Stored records
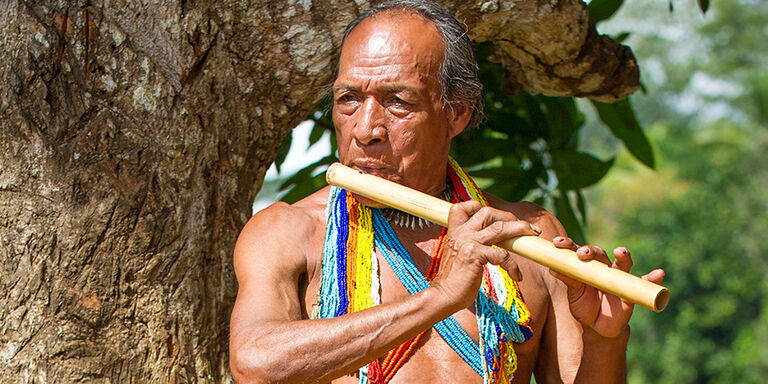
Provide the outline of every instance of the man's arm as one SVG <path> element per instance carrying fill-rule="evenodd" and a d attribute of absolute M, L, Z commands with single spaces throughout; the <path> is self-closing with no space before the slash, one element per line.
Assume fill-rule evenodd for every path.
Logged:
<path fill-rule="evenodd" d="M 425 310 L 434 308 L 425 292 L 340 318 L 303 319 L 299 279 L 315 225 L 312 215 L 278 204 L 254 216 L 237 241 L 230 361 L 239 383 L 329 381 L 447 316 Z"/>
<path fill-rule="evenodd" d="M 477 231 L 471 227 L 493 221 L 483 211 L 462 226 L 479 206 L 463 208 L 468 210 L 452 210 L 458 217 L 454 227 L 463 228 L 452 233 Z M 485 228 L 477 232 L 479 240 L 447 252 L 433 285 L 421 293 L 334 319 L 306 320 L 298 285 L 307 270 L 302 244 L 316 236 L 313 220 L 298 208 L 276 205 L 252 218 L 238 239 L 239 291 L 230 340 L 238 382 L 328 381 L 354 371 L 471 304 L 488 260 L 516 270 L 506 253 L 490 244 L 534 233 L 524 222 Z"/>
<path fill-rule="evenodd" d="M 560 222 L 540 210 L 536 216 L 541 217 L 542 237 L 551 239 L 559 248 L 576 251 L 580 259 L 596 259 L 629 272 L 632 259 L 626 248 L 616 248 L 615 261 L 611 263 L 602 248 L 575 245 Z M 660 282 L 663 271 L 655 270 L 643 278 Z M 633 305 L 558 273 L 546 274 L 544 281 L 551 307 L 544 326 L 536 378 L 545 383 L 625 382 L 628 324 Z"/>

◆ **Task objective**: Which lines of the data above contain "every"? Copy each one.

◆ **The completed task**:
Provide the outline of every instance of the man's arm as one SVG <path> element per instance carrying fill-rule="evenodd" and a d attribute of absolute M, L, Z commands with single spaces throughout; the <path> is self-closing with no space before the slash, one element per line.
Assume fill-rule evenodd for every path.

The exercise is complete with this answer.